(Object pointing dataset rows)
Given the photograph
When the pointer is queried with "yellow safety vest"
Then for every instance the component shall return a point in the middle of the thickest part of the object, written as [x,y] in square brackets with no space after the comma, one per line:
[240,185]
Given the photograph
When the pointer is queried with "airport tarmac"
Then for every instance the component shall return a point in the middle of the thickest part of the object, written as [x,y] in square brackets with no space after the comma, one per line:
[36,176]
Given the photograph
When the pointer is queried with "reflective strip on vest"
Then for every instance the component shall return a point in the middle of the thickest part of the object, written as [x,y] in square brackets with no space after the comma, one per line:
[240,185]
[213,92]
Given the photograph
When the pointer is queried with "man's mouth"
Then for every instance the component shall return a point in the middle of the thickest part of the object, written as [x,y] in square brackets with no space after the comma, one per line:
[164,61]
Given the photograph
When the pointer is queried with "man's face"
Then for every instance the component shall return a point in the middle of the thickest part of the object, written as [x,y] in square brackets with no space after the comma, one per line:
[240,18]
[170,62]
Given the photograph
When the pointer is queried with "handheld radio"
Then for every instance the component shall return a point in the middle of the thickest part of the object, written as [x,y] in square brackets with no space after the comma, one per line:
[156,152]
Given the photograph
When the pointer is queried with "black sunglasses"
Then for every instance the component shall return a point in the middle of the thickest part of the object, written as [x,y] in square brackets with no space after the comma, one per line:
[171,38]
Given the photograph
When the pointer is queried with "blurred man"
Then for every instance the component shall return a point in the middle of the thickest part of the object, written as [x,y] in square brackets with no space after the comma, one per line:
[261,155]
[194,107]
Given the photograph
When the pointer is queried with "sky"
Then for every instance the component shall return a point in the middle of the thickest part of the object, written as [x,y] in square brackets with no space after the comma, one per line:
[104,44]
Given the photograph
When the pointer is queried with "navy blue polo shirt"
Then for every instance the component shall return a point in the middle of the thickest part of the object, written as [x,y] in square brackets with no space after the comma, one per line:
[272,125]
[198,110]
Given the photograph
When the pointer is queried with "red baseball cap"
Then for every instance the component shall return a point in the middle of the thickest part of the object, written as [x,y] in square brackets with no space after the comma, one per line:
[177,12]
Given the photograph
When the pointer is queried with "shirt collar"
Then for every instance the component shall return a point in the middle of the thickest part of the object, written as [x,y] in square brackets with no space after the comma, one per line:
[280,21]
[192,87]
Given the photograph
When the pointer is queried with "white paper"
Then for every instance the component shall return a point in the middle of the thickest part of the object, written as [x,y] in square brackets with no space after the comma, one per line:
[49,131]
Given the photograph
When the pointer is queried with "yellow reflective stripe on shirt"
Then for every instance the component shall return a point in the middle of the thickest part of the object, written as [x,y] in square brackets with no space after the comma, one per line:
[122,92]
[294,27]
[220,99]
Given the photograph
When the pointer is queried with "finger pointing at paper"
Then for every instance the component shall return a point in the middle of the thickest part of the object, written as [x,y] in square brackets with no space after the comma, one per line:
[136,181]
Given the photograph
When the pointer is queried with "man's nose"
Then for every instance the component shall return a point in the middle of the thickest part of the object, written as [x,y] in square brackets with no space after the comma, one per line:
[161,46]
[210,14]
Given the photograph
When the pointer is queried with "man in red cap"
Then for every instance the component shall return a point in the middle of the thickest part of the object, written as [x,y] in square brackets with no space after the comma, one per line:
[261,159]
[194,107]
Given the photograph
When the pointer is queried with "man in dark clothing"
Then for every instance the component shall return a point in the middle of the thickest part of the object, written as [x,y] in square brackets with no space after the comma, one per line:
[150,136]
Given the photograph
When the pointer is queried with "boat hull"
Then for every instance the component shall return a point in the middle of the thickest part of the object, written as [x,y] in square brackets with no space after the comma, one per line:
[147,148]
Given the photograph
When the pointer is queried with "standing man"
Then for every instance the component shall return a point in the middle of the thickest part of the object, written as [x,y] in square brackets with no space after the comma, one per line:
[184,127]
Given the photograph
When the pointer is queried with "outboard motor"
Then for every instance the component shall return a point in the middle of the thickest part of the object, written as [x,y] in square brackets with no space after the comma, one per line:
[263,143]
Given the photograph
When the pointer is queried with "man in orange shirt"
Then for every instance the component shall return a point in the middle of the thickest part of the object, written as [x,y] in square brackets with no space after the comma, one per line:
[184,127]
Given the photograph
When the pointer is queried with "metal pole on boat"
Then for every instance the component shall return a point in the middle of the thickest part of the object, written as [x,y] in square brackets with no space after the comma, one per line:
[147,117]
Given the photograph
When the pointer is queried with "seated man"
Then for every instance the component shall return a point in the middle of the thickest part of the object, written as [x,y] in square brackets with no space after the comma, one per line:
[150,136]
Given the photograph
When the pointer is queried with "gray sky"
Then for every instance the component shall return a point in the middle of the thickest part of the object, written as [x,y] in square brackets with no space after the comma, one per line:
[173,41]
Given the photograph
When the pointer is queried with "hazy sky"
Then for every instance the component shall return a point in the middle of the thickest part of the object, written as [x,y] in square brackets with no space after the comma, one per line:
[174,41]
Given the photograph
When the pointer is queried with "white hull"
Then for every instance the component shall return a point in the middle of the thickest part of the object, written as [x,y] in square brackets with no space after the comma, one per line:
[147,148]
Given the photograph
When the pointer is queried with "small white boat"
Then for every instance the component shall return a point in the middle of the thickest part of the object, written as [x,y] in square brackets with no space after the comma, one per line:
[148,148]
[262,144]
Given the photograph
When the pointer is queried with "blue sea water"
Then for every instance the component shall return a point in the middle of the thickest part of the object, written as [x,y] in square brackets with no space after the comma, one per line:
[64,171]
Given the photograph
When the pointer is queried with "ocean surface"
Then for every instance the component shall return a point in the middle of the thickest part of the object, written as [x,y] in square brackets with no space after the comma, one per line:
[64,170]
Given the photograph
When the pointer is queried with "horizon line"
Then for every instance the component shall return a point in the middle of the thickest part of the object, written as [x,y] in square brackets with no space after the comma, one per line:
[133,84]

> [WHAT TO WORK ON] Set all of the entries down again, exactly as they were given.

> [RESPONSE]
Given the photograph
When the pointer is queried with "yellow safety vest"
Then for every instance the component shall return a point in the middle of the thickest part of the object, written as [x,y] in square brackets with no space after the comma, one per line:
[240,185]
Given the photograph
When the pointer is queried with "airport tarmac"
Then for every instance the component shall return a point in the middle of the thickest part of the object, written as [x,y] in square brackets with no space after the comma, one per line:
[36,176]
Given the photograph
When the pointer is queried with "reflective strip on vest"
Then for every instance the component shall return a point in the middle of the thickest part of the object, written as [x,y] in square brackets with no space after the comma, one per line:
[240,185]
[213,92]
Given the photograph
When the pointer is queried with "man's mouth"
Then for every instance the component shall return a point in the middle of the thickest part of the object, written as [x,y] in square brackets with no space after the comma, one per line:
[164,61]
Given the photograph
When the pointer is queried with "man's face"
Then for every instance the component shall return a point in the middle of the thickest part of the object, written as [x,y] in square brackets with no space after the comma, one per line:
[240,18]
[170,62]
Given the photograph
When the pointer is queried with "handheld radio"
Then for every instance the component shall return a point in the middle of the thickest part of the object, written as [x,y] in square brackets with no space after the comma, one per line:
[156,152]
Given the photograph
When the pointer is queried with "black sunglasses"
Then for every instance the component shall return a point in the middle of the thickest part of the object, written as [x,y] in square brackets with no space after the comma, one per line:
[171,38]
Given the photograph
When the pointer is queried with "blurred man"
Then for every instance the component shall return a point in the middle of the thickest part of the object, written as [x,y] in square brackets with no space after the comma, one per line:
[261,155]
[194,107]
Given the photograph
When the pointer is queried with "sky"
Then for every instance the component shall return a point in the middle of the thickest part of the object, written as [x,y] in square brackets with no space after the comma, one per line:
[104,44]
Given the photograph
When the pointer is queried with "navy blue polo shirt"
Then for every instance the component shall return a point in the middle of the thickest part of the object, written as [x,y] in square brackets with no space after the comma, one per line:
[272,125]
[198,110]
Given the photograph
When the pointer is queried with "red baseball cap"
Then for every instance the component shall return a point in the middle of the thickest part of the object, written as [x,y] in square brackets with no space after the comma, one per line:
[177,12]
Given the photograph
When the pointer is queried with "shirt collar"
Then for every instance the component shall return a point in the middle of the thickest part of the object, written as [x,y] in square brackets with no space after the comma, one per line:
[280,21]
[192,87]
Given the photograph
When the pointer is queried with "white paper"
Then for every instance the component shall return a point in the middle of the thickest part of the object, written as [x,y] in square brackets with no space after the comma, one per line:
[49,131]
Given the photograph
When the pointer is queried with "yellow reflective stripe on shirt"
Then for every instance the component shall return a point in the middle of the thickest part of the object, written as [x,y] in square brackets with no space after the comma, one per line:
[122,92]
[294,27]
[220,99]
Given the photograph
When the pointer is queried with "finger pointing at paper"
Then for every instance the component shall return a point in the middle of the thickest part of the object, written as [x,y] in square brackets with no space after the comma, one per line:
[136,181]
Given the photograph
When the pointer is queried with "man's nose"
Then for every instance the component shall return a point in the middle of the thickest part of the object, written as [x,y] in square brackets with no space after the comma, one per line:
[161,46]
[210,14]
Given the photograph
When the pointer is queried with "man in red cap"
Then for every instance the component shall return a point in the middle of the thickest part of the object, written as [x,y] in square brackets with no space after the comma, one per line:
[261,159]
[194,107]
Given the photograph
When the pointer is queried with "man in dark clothing"
Then for every instance the component shall return a point in the middle of the thickest part of the object, written as [x,y] in square brackets with no space after the comma, one per line:
[150,136]
Given the photograph
When the pointer is queried with "boat hull"
Then for every instance the component shall return a point in the middle of the thickest part of the object, written as [x,y] in square brackets with no space after the comma, one per line:
[147,148]
Given the photograph
When the pointer is queried with "standing man"
Then for every instance the component shall return a point in the middle of the thickest part of the object, written as [x,y] in square brackets with no space after the comma, one per line:
[184,127]
Given the photograph
When the pointer is queried with "outboard motor"
Then for every instance the component shall return a point in the middle of the thickest part of the object, written as [x,y] in square brackets with no space after the comma, one per line:
[263,143]
Given the photograph
When the pointer is queried with "man in orange shirt"
Then for every instance the component shall return a point in the middle of the thickest part of the object, written as [x,y] in square brackets with no space after the comma, one per line:
[184,127]
Given the photograph
When the pointer is queried with "metal pole on boat"
Then for every instance the component shall return a point in the middle of the thickest part of the object, written as [x,y] in square brackets with no space after the comma, one per line:
[147,117]
Given the photograph
When the pointer is queried with "seated man"
Then for every instance the component shall return a point in the middle of the thickest part of the object, written as [x,y] in square brackets with no space after the comma, one per line:
[150,136]
Given the photograph
When the pointer is queried with "gray sky"
Then for every instance the component shall return a point in the middle of the thickest part of the object, written as [x,y] in square brackets with no space after the comma, one per line:
[173,41]
Given the photograph
When the pointer is queried with "hazy sky"
Then for every instance the component shall return a point in the middle of the thickest part of the object, written as [x,y] in square brackets with no space after the comma, one per line:
[174,41]
Given the photograph
When the pointer is queried with "white hull"
Then for every instance the component shall return a point in the middle of the thickest part of the object, written as [x,y] in square brackets with no space after the comma, one per line:
[147,148]
Given the photograph
When the pointer is queried with "small white boat"
Then for every instance the component shall return a point in the middle of the thickest part of the object, written as [x,y] in square brackets with no space after the comma, one per line:
[148,148]
[262,144]
Given the photograph
When the pointer is queried with "blue sea water"
Then for every instance the component shall return a point in the middle of the thickest part of the object, written as [x,y] in square brackets with no space after the comma, one per line:
[64,171]
Given the photograph
When the pointer is queried with "ocean surface"
Then for every instance the component shall return a point in the middle of the thickest part of the object, written as [x,y] in square brackets with no space after the comma, one per line:
[64,170]
Given the photograph
When the pointer is queried with "horizon line"
Then for every instance the component shall return a point in the middle of the thickest part of the object, written as [x,y] in square brackets with no space after the comma, one per line:
[133,84]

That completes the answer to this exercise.